Ammonia can be produced by electrolysis, however, “A competitive price for electrochemically produced [“green ammonia”], i.e. CO2 neutral NH3 versus conventional natural gas based produced NH3 (300-350 EUR/ton) can be achieved [only] when investment costs for electrolysers drastically come down, when costs for emitting CO2 increase significantly and when there is sufficient supply of relatively cheap CO2 free electricity. The high investments in electrolysers require a large onstream time to minimize costs per ton. This contradicts with the intermittency of large scale availability of renewable energy due to the production patterns of wind and solar.”[11]

In summary, the proposed ammonia storage is there to make the plant look as though it might have a clean future, but that future is a long, long way from viable economic reality, and will be overtaken by offshore wind and battery storage development.

Green Hydrogen Instead of Ammonia? At MMWEC’s public hearing presentation[12] on June 22nd, the idea of using stored “green” hydrogen as a possible future fuel seems to have replaced the proposed ammonia storage. See slides 33 and 34 of the presentation. This proposal has the same fundamental problems, not yet solved, as with ammonia, and introduces additional safety risks associated with transport and storage of hydrogen.

First, commercial turbines to burn hydrogen are a long way off. Mitsubishi Power is leading the way, but observes that, “Japan’s Basic Hydrogen Strategy includes the target of commercialization of hydrogen power generation by 2030. However, is it possible to commercialize hydrogen power generation in a little over ten years? Even if technology is successfully developed, how many power plant operators can afford to renew their facilities?”[13]. Just getting a gas/hydrogen fuel mix to work is difficult. “In the case of a 20% hydrogen fuel mix, the existing gas turbine can be used,” said Satoshi Tanimura of Mitsubishi Power. “However, making it usable with 30% hydrogen poses quite a challenge for the gas turbine engineer”. Obstacles standing in the way of a 30% hydrogen mix are flashback, combustion pressure fluctuation, and NOx[14]. A 30% mix “offers a reduction of about 10% in CO2 emissions compared with GTCC.”[15

Second, the commercial processes that are used today to make hydrogen for industry are based on gasification of coal or lignite or steam methane. Green hydrogen is based on using renewable electricity to power electrolysis of water. Big electrolyzers are in short supply, and plentiful supplies of renewable energy still come at a significant price. Electrolysis is very expensive.

Finally, “storing and transporting the highly flammable gas is not easy; it takes up a lot of space and has a habit of making steel pipes and welds brittle and prone to failure. Pressurizing the gas, or cooling it to a liquid are energy-intensive and would further dent green hydrogen’s efficiency.”[16

In spite of the difficulties and economic barriers, there is rightfully significant interest in green stored fuels such as ammonia or hydrogen for applications which cannot be decarbonized in any other way, such as maritime shipping and air travel. However, for electricity generation capacity in New England there is no reason to commit or justify a $85 million plant today in hopes of a speculative fuel source that is at least 10 years away from commercial, economic reality. After all, we are the ‘Saudia Arabia of offshore wind’…

Offshore Wind Alleviates Concern with Gas Supply. New England is blessed with huge offshore wind potential. Wind generation is intermittent; the wind does not always blow, particularly in the summer and fall, but fortunately, it is highly reliable exactly when we need it most – during cold or extreme weather events.

• _Supplied material_
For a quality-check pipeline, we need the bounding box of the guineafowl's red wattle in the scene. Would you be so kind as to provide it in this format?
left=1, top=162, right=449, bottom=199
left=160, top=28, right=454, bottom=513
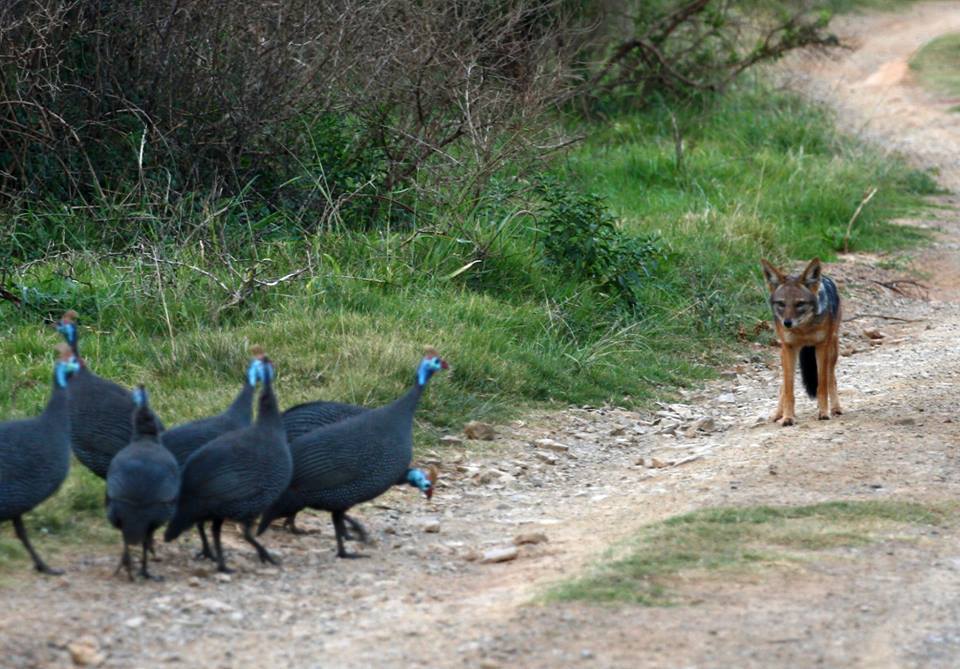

• _Problem 1_
List the obstacles that the passage on green ammonia and hydrogen names as standing in the way of a 30% hydrogen fuel mix.
• _Problem 2_
Please pick up the passage on green ammonia and hydrogen after its final sentence and keep writing.
The material has no connection to the passage on green ammonia and hydrogen.

• _Response 1_
flashback, combustion pressure fluctuation, NOx

• _Response 2_
Question to the 83C offshore wind bidders on March 16, 2018[17]: Have any of you looked at what the impact of a 400 or 800 MW offshore generation would have been during the cold snap that we just went through? What kind of oil consumption and cost might we have saved?

  • Lars Pedersen, CEO of Vineyard Wind, responded by quoting results from a Daymark Energy Advisors study[18] of the 96-hour “bomb cyclone” period from Jan. 4 through Jan 7: A proposed 800 MW wind farm would have reduced wholesale electric prices by nearly $20 per MWh and saved New England customers $31 million ($15 million in Massachusetts) during those 4 days. The reductions in CO2 emissions would have been the equivalent of removing 14,358 cars from the road for a year. Lars said, “I think there will be a new conversation about offshore wind when we see the prices here. It is a different animal. It has more baseload like capabilities.”
  • Matt Morrissey, VP for Deepwater Wind responded: I can say from a Deepwater standpoint we modeled our turbines that are out there spinning now [off Block Island]. We modeled to 800 MW and we modeled to 200 and 400 and we found results similar to what your study found.  The net capacity factor of our turbines during that period was just off the charts. Usually when you have intense weather conditions that’s when our turbines are producing at greatest capacity so you have this wonderful match and as a result your benefits to the market increase substantially as well.

As part of a larger project, researchers at the University of Delaware[19] have collected and analyzed hourly wind data spanning multiple years from offshore wind buoys maintained by NOAA. One of these is located near Martha’s Vineyard and Nantucket. The statistics for this buoy over a 3.8 year period are:

Mean speed at 80m hub height Standard deviation Percent active (calculated by counting hours for which speed > 6.7 MPH[20])
23.9 MPH 11 MPH 95%


Offshore wind was available 95% of the time in winter. By comparison, the availability of fossil fuel generators is typically 94% due to maintenance and unplanned shutdowns[21].

High winds are not a problem. Some have expressed a concern that if the wind is too strong the turbines can’t run. At more than 62 MPH the turbine will shut down. However, the data shows that the probability of this happening during the winter is essentially zero.

The ISO-NE sensitivity charts indicate that the reliability of every scenario would be improved by assuming more onshore or offshore wind[22]. As a particular example, “no load shedding (see the last two columns below) was required for the positive, single-variable scenario that increased renewables[23] to 8,000 MW and imports to 3,500 MW (to represent an additional 1,000 MW of clean energy [Canadian hydro] over a new transmission tie to a neighboring system).”

 Table 4: Assumptions and results for the scenario with more renewables compared with the reference case`

Solar Helps. Finally, solar further reduces the possibility of load shedding if there ever is a situation where generation need is met with stored gas or oil; every KWh generated via a solar panel or wind turbine reduces the demand for pipeline gas and reduces the drain on stored fuel supplies when gas supply is constrained. In particular, ISO-NE points out that although “solar energy can’t help directly with the winter peak . . . because demand peaks after the sun has set” solar still helps with fuel security because “solar panels can reduce the consumption of natural gas and oil during sunny winter days, so more [stored] oil and gas are available later to generate electricity to meet the daily winter peak demand.”[24] All renewables assist in adding fuel security and reliability to the grid in the winter.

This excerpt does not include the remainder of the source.